Prolongez, s'il vous plaît, l'extrait sur l'approche ricardienne de la relance budgétaire à partir de sa dernière phrase.

__Extrait__:
····················

L’approche ricardienne, reprise par R. Barro (en 1974), s’avère en fait d’une certaine manière une variante radicale de la théorie des effets d’éviction de la demande privée par la demande publique. La différence principale est que l’éviction ne vient pas de la contraction des investissements privés mais bien de la hausse induite de l’épargne privée (et donc de la baisse consécutive de la consommation privée). En effet, dans le schéma ricardien, en cas de relance budgétaire [3], les agents économiques (ici principalement les ménages) anticipent une hausse des impôts futurs suite à l’aggravation attendue du déficit public et à l’augmentation consécutive de la dette publique et de ses charges d’intérêts. Ils augmentent donc leur taux d’épargne et réduisent leur consommation permanente.

Le multiplicateur est alors carrément nul (éviction totale), même à court terme. Ce modèle est en fait basé sur une série d’hypothèses hautement discutables [4], mais a néanmoins été validé dans des cas bien particuliers par certaines études empiriques suggérant que la relance budgétaire est d’autant moins efficace que le ratio d’endettement public est déjà élevé ou croissant au départ. Ceci sera interprété comme une indication que la relance budgétaire ou fiscale (baisse d’impôts) n’est pas perçue par les agents privés « rationnels » comme durable et irréversible, donc crédible.

····················

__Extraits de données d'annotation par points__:
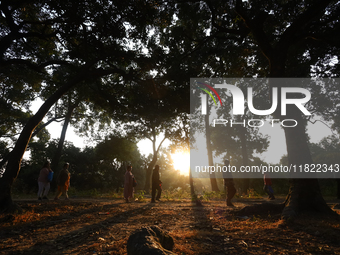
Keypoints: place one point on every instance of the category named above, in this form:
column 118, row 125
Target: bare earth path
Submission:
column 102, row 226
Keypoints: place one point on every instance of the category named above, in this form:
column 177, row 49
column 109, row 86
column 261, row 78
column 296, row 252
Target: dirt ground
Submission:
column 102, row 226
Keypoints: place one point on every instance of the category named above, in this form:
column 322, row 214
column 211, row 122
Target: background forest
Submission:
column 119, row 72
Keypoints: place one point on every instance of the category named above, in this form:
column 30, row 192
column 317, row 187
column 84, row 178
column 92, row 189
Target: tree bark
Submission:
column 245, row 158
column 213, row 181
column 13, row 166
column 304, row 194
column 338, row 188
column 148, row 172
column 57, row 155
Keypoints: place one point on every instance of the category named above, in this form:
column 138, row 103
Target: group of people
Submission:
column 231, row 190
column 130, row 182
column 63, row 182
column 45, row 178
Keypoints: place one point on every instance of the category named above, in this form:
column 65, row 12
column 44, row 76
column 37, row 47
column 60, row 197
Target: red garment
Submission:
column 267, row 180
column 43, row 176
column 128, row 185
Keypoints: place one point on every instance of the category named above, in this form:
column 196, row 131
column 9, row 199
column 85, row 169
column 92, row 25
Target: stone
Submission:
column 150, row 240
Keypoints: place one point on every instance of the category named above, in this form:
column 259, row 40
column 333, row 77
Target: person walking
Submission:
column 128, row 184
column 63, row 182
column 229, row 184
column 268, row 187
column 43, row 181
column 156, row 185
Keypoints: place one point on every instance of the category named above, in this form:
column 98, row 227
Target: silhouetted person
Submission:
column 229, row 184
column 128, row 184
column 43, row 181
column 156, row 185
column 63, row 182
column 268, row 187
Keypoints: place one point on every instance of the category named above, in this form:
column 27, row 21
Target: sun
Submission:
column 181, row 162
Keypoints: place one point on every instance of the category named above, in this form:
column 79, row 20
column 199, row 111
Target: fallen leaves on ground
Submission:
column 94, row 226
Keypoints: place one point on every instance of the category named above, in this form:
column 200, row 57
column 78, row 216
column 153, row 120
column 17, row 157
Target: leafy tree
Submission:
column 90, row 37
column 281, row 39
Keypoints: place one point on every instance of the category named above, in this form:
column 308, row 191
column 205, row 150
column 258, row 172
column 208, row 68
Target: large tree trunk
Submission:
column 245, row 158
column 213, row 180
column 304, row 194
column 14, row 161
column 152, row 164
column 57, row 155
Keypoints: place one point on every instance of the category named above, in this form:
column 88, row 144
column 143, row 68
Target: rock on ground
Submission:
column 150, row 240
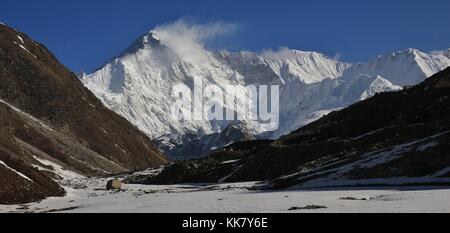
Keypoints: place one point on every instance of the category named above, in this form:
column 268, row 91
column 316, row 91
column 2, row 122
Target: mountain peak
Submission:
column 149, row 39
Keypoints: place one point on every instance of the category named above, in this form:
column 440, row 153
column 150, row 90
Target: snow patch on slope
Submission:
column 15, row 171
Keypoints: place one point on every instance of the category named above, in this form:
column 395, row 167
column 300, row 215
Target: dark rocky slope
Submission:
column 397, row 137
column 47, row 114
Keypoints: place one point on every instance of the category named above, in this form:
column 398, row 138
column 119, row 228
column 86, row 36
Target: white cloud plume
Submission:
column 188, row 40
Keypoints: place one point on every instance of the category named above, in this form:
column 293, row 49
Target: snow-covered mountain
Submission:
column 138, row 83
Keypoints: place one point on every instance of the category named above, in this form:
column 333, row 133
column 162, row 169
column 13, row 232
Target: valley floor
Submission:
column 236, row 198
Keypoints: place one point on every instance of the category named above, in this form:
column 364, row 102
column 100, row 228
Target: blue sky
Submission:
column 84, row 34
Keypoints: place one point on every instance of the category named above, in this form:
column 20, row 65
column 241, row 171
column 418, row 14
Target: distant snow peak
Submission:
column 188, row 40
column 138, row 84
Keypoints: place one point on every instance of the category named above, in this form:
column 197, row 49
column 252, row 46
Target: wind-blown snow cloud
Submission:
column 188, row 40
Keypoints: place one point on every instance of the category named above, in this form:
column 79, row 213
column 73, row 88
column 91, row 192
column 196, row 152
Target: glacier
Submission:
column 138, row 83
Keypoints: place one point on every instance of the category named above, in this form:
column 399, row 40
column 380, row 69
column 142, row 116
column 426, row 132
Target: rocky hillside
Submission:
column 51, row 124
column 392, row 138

····················

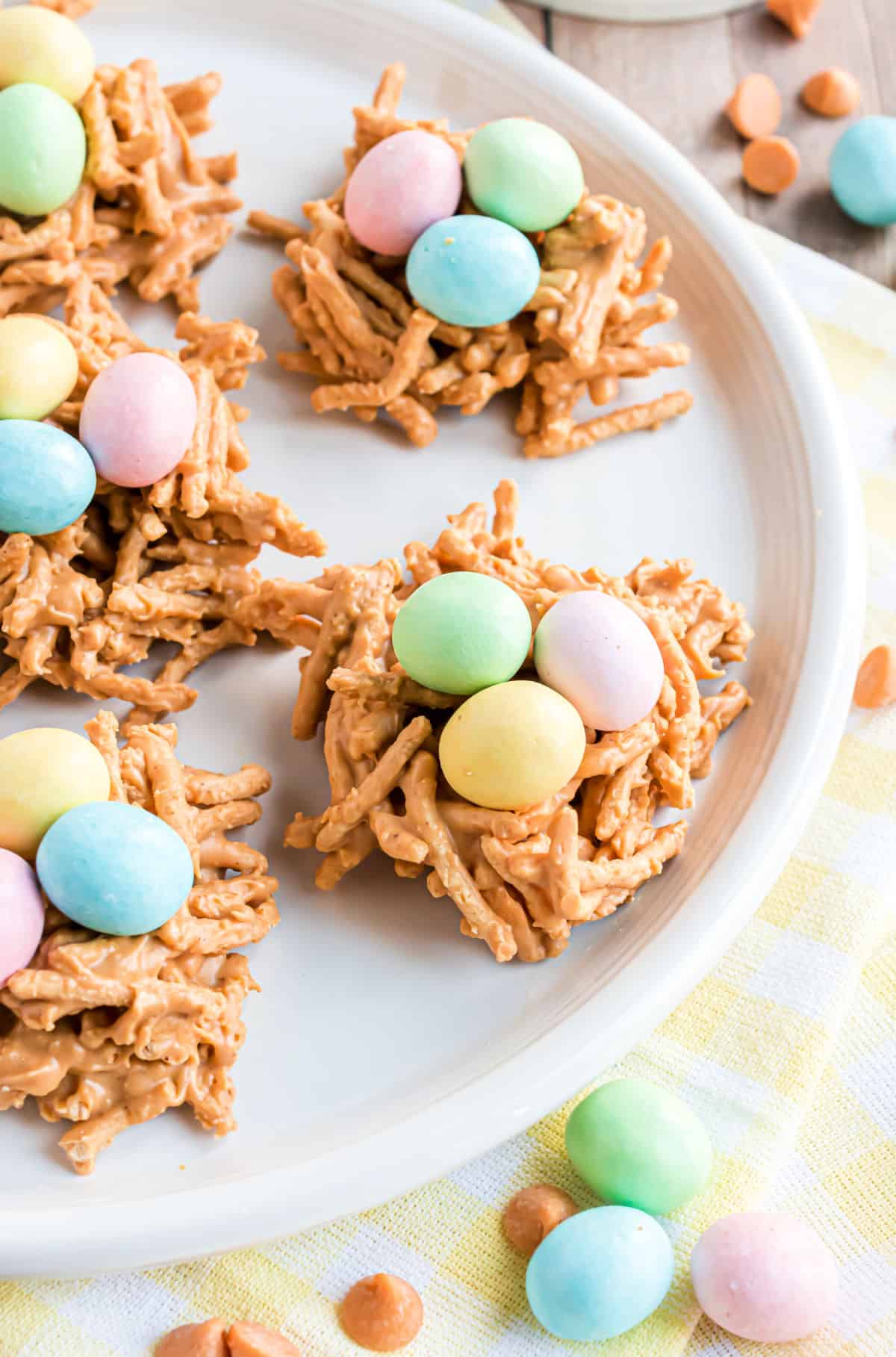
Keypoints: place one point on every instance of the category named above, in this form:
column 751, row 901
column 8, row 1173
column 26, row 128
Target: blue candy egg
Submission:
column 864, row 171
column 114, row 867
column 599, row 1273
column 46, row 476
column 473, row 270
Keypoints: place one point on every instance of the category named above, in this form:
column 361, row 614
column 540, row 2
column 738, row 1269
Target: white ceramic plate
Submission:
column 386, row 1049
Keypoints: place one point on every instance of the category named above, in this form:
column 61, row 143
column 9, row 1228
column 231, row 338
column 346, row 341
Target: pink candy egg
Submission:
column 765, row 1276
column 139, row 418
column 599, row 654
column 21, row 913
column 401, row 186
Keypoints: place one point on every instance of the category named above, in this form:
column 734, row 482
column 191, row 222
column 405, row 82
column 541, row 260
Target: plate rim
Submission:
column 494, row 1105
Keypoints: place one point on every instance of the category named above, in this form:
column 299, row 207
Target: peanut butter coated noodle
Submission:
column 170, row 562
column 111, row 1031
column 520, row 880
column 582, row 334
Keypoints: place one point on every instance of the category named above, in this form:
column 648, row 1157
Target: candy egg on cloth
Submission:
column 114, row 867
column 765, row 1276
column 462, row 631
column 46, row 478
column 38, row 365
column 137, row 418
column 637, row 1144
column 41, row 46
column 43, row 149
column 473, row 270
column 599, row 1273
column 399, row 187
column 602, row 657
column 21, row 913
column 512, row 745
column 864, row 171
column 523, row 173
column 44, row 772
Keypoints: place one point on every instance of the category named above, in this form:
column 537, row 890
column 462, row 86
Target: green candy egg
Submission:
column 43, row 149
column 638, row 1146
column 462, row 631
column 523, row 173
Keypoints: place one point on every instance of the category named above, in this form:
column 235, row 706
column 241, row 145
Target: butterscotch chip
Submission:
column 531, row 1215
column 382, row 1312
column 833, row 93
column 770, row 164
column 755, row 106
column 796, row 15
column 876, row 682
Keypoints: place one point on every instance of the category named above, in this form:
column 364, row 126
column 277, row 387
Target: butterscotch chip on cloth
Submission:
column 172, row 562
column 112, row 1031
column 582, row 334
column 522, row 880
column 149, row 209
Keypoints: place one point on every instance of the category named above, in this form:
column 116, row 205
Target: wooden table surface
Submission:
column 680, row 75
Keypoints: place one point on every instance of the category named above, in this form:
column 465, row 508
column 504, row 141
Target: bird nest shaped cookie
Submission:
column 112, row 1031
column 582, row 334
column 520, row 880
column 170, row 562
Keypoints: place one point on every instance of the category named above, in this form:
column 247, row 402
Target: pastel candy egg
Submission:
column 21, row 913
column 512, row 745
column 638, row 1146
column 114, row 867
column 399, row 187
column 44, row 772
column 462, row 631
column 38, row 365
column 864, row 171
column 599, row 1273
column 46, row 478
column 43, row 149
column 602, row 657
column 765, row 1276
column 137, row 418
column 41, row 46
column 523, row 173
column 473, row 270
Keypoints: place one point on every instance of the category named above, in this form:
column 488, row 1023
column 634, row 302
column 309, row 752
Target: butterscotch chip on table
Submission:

····················

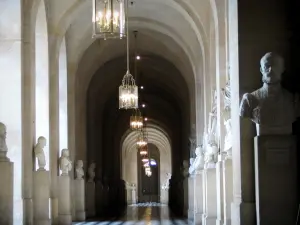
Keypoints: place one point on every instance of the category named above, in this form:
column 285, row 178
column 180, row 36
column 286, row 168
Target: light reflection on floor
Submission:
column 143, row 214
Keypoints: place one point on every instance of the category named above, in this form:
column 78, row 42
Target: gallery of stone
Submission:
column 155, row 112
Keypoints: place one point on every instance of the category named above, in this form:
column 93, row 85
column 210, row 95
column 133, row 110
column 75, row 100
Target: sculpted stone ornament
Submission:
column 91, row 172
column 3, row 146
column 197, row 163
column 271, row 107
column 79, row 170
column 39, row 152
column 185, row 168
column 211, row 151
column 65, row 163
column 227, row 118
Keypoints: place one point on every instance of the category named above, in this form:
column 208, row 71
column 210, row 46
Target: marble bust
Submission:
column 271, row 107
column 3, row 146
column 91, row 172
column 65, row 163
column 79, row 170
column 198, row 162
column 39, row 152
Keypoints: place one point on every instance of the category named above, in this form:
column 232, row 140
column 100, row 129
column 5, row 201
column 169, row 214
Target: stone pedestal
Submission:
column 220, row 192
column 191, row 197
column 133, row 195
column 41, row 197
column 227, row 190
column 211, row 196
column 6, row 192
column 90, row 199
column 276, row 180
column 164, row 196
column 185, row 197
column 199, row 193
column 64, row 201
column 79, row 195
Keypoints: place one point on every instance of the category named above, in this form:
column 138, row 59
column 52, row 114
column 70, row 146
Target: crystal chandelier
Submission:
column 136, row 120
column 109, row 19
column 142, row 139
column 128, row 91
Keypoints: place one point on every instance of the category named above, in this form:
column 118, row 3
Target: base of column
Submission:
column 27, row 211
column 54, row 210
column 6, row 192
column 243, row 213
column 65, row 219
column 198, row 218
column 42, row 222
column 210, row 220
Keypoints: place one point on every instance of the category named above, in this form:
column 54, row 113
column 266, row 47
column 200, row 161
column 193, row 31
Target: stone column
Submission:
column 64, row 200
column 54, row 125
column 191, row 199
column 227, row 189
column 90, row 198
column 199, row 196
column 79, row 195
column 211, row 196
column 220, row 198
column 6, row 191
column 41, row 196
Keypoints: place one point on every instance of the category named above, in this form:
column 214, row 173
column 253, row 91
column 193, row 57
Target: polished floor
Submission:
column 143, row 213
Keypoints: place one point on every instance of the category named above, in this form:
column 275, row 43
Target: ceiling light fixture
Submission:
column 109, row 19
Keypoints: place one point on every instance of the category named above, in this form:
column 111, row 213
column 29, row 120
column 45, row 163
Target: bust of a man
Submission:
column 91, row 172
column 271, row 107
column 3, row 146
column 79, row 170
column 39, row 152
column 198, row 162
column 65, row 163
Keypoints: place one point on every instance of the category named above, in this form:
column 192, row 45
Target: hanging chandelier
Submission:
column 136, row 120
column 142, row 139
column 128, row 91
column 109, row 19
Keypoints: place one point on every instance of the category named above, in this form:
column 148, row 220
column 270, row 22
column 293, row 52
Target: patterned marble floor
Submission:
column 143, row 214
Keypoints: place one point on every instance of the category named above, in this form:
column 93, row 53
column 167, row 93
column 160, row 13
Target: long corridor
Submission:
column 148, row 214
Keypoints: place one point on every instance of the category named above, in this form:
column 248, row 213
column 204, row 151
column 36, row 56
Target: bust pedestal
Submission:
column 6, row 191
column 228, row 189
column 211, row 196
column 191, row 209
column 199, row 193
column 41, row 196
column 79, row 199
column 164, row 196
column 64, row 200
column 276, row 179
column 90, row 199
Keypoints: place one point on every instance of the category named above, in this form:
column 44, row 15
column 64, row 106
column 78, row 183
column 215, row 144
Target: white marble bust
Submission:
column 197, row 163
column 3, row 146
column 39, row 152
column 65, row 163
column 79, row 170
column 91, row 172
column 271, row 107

····················

__Réponse attendue__:
Dans les années 1990, les analyses anti-keynésiennes vont encore plus loin en concluant, dans certains cas à tout le moins, à la présence de multiplicateurs carrément négatifs. Ces conclusions se basent sur l’analyse de diverses expériences ou épisodes de politiques budgétaires restrictives au cours des années 80 et 90, et qui se seraient paradoxalement traduites par des regains – et non des reculs - d’activité et d’emploi.

L’explication théorique avancée, dans le prolongement des approches ricardiennes, est que la politique budgétaire restrictive, surtout si elle est appliquée sur le versant dépenses (baisses) plutôt que recettes (hausses), accroîtrait significativement la confiance des agents économiques privés (ménages surtout, mais aussi investisseurs) dans une réduction future des charges d’intérêts sur la dette publique, donc des impôts ou taux de prélèvements futurs à leur charge. Ceci se traduirait alors, via le facteur « confiance », par une réduction de l’épargne de précaution privée ainsi que par une relance endogène de la consommation et de l’investissement privés. Cette relance serait aussi aidée par la baisse des taux d’intérêt suite aux anticipations de baisse de l’endettement public.

A l’inverse du « crowding out » des politiques de relance keynésiennes, on aurait ainsi ici un mécanisme de « crowding in » (induction) de la demande privée venant surcompenser la restriction de la demande ou dépense publique. Une des conclusions controversées de ces travaux anti-keynésiens est l’affirmation, en cas de politique de consolidation et restriction budgétaire, de l’efficacité largement supérieure des réductions de dépenses par rapport aux augmentations de recettes publiques.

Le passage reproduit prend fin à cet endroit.